Transcribe verbatim the lines in the stretch from the line containing "Batch processing job — object class: black rolling" through the line containing "Batch processing job — object class: beige", including both of those lines.

Input records
- - -
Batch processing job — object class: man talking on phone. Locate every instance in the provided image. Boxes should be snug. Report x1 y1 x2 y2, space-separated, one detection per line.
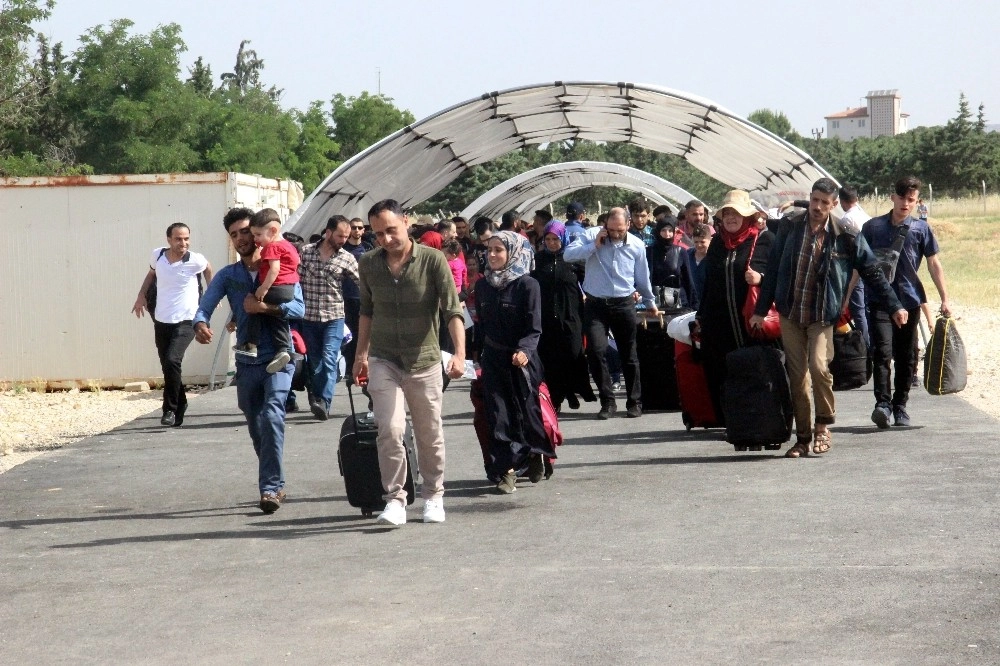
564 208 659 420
- - -
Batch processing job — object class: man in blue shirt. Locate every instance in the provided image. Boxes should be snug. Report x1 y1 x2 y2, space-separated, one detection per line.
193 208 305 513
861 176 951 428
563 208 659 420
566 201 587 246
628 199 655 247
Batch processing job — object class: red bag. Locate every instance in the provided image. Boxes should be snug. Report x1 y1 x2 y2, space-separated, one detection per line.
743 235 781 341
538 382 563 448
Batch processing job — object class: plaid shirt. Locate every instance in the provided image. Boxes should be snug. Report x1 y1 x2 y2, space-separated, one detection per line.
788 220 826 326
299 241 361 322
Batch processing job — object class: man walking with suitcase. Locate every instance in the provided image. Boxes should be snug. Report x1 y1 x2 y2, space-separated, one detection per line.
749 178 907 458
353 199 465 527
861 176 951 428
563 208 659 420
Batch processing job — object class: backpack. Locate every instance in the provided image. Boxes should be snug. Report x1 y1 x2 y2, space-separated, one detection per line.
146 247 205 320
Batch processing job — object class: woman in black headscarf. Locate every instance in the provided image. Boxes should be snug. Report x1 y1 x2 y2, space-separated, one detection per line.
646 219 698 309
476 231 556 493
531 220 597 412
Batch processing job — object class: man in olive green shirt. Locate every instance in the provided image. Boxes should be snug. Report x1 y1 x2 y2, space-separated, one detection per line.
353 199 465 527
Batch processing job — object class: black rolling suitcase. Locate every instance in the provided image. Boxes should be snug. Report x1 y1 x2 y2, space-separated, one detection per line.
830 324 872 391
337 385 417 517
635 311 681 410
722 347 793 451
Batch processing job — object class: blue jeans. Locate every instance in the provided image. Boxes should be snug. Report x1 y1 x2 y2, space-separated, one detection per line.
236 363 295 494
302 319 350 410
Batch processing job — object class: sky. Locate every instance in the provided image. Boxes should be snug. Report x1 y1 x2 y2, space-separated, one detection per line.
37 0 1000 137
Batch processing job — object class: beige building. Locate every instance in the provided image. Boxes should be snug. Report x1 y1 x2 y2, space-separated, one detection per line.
- - -
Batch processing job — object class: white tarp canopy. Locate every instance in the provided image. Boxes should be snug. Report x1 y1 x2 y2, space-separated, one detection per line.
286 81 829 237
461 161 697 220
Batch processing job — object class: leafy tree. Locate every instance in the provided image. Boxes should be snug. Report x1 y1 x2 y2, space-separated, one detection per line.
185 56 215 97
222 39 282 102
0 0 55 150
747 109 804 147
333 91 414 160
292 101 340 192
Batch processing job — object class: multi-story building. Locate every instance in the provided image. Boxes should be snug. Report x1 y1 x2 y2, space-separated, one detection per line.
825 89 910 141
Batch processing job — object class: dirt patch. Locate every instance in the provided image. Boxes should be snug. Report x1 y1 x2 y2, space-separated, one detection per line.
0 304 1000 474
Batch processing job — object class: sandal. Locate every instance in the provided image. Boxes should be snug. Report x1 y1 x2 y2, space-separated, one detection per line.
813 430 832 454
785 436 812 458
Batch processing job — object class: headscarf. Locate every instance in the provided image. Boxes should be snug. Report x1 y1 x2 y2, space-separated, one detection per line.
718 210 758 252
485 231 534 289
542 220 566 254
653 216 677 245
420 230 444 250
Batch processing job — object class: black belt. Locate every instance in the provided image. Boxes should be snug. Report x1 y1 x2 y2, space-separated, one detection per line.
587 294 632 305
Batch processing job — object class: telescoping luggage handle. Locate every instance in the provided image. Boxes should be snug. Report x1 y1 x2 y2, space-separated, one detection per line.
- - -
Correct answer
Batch processing job — object class: black rolling suitcase. Locate every instance in the provided image. Boxes should be snug. Report x1 y1 x2 y2, space-separated, one detection per line.
830 324 872 391
337 385 417 517
635 311 681 410
722 347 793 451
Batch processing job — object class: blue jeans. Locate every instance in the provided image. Boxes should be snug. Report x1 y1 x2 y2, space-separated, one detection per line.
236 363 295 494
302 319 350 410
Batch processing job — object class: sky. Locate every instance in the provided image. Boxes should be snug. Report x1 y1 x2 y2, space-separated, one detection per line.
37 0 1000 137
Batch processing job — object class: beige building. Locate every instance in the provided image. Boxes should be snug. Report x1 y1 x2 y2, space-separated, one detection per line.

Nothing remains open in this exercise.